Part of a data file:
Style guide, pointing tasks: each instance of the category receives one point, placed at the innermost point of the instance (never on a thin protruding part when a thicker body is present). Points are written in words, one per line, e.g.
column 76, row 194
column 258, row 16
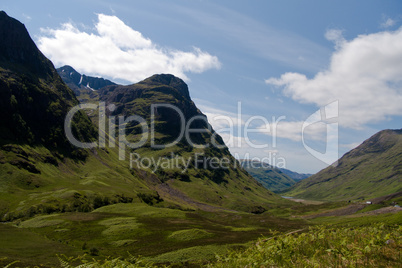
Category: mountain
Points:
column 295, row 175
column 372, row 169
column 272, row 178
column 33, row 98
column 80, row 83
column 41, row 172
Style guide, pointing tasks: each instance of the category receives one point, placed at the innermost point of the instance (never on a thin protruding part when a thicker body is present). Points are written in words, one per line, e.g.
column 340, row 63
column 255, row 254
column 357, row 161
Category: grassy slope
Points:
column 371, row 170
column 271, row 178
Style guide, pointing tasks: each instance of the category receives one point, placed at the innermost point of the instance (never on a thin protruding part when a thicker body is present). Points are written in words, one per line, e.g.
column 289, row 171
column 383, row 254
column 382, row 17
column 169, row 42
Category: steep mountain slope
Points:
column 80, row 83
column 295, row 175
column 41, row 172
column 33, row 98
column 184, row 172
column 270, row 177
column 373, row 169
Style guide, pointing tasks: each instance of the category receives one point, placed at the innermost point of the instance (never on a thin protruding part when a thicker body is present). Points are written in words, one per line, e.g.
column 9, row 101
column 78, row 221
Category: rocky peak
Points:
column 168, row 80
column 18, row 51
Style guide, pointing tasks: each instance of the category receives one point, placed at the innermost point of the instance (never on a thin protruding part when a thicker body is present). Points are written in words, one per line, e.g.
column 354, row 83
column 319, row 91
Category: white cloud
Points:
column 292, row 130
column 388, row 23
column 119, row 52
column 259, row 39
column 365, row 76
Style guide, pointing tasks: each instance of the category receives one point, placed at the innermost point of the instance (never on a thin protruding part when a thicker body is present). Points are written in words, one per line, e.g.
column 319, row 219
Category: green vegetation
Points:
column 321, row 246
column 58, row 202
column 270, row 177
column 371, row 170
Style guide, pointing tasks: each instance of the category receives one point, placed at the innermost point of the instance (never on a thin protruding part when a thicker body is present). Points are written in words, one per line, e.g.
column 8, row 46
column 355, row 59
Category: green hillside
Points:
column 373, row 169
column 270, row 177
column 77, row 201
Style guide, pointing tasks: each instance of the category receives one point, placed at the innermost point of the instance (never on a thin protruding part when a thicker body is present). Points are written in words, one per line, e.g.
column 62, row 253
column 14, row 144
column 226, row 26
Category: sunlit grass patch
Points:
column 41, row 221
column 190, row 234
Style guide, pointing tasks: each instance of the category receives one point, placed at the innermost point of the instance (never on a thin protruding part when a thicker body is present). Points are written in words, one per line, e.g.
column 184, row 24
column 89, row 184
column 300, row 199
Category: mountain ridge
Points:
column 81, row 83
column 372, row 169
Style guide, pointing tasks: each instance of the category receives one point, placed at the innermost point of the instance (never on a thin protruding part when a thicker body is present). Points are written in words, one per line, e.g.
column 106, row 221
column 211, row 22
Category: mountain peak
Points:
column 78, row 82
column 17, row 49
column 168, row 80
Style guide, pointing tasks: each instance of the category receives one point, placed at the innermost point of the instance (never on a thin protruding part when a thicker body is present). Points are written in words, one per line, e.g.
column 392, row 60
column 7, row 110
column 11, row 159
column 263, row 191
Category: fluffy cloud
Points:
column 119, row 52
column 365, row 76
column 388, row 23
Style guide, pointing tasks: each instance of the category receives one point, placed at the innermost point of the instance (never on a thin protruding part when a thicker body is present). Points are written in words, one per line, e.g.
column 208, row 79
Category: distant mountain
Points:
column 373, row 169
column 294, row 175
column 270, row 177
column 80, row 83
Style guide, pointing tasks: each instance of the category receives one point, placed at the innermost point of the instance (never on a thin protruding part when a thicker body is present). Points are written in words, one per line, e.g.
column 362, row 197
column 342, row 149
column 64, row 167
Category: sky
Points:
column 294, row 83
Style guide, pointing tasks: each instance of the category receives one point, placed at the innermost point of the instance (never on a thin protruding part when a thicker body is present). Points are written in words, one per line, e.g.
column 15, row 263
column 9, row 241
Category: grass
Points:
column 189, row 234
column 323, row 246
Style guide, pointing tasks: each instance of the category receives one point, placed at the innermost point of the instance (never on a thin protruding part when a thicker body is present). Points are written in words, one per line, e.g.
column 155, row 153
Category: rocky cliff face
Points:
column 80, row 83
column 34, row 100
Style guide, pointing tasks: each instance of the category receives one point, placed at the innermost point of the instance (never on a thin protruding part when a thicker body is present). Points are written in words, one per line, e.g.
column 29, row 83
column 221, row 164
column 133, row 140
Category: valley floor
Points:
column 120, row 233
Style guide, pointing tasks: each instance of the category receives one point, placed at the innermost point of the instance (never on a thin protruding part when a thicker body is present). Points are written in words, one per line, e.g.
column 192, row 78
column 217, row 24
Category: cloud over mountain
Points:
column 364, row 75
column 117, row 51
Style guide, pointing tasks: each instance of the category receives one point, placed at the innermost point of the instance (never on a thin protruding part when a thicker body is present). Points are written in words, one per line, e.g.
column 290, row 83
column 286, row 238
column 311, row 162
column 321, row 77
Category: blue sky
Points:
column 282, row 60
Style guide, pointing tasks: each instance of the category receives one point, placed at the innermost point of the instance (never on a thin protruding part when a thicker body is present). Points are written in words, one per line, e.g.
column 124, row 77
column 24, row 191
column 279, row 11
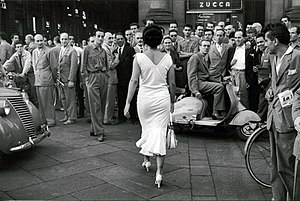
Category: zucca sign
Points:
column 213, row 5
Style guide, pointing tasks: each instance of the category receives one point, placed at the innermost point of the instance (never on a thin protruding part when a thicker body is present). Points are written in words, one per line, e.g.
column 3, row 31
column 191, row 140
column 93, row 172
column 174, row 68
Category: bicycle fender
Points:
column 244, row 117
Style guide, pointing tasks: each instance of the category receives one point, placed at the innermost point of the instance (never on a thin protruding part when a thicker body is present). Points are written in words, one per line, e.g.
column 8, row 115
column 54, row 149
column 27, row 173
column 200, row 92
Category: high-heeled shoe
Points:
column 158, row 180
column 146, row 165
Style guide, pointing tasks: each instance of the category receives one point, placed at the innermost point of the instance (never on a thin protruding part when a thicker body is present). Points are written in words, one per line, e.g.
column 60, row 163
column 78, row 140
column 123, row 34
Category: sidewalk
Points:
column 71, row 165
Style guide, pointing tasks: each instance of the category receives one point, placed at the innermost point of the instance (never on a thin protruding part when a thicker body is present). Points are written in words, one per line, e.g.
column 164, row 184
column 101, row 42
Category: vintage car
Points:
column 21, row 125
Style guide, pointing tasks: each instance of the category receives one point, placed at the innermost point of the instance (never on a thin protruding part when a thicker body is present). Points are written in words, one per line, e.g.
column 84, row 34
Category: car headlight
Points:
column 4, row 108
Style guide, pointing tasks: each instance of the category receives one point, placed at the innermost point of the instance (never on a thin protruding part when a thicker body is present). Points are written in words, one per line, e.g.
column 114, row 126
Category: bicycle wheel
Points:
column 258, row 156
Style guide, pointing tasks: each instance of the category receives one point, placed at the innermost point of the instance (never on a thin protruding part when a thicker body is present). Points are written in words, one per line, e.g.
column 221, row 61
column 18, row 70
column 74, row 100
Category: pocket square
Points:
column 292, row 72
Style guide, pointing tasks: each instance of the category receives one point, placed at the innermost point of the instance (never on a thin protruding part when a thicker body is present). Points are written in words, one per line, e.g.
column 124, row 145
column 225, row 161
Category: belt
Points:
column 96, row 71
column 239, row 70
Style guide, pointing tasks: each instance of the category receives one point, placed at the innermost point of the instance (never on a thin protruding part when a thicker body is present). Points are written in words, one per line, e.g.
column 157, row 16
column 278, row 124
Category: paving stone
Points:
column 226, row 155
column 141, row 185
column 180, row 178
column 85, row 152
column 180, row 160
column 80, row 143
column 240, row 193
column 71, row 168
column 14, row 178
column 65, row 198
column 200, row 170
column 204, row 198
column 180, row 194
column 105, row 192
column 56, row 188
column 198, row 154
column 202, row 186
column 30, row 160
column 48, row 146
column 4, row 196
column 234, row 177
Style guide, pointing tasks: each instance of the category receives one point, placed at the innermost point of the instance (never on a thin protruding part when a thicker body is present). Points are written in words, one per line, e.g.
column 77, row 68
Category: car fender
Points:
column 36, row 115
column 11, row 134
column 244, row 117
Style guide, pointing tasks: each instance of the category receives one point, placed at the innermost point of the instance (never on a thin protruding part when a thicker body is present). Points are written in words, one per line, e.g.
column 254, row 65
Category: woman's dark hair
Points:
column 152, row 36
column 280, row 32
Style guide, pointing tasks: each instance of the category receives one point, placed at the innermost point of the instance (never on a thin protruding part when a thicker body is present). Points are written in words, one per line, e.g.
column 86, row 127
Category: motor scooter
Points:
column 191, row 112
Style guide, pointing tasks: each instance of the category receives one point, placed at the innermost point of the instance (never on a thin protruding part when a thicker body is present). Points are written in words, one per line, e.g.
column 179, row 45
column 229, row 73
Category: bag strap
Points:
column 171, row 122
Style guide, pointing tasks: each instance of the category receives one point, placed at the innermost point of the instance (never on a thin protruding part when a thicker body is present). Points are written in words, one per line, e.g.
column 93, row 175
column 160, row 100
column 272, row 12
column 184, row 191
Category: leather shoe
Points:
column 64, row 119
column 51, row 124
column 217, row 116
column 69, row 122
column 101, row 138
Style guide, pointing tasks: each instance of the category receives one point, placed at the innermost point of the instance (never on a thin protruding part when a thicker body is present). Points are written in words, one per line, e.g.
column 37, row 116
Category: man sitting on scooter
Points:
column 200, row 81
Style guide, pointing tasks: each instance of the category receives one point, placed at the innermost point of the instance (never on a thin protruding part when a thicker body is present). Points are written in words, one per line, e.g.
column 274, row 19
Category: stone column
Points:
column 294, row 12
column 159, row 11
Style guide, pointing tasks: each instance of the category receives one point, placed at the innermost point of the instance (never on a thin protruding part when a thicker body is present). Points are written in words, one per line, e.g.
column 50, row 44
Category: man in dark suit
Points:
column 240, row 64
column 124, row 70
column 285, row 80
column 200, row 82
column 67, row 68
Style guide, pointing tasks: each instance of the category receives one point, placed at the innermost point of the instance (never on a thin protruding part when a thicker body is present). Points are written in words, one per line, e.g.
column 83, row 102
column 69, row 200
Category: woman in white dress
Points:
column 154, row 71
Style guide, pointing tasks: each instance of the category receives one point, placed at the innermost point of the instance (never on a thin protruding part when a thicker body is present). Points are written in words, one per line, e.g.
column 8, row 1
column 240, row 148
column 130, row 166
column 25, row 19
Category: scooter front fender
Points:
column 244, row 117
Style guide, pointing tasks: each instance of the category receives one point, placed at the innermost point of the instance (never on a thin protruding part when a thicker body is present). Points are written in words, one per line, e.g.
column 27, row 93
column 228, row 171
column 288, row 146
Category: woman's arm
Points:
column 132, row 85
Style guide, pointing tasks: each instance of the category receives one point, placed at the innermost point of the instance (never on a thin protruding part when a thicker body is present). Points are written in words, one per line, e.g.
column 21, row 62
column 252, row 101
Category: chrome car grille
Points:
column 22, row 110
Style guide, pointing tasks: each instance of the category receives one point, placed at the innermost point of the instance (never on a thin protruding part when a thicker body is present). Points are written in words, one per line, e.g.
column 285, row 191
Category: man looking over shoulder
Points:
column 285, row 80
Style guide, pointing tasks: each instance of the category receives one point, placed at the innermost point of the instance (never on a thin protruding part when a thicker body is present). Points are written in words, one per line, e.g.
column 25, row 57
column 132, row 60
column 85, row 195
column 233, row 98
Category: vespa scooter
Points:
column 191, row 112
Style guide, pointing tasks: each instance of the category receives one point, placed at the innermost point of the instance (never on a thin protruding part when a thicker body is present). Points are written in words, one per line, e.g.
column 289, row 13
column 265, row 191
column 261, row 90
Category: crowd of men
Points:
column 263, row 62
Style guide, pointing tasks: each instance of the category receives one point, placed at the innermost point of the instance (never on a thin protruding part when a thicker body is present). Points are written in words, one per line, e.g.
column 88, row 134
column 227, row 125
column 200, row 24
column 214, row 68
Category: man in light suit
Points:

■ **Exercise**
Please identify each line in the entries above that contains the string "scooter" and copy those lines.

■ **Exercise result**
Category: motor scooter
Category: man sitting on scooter
Category: scooter front fender
Category: vespa scooter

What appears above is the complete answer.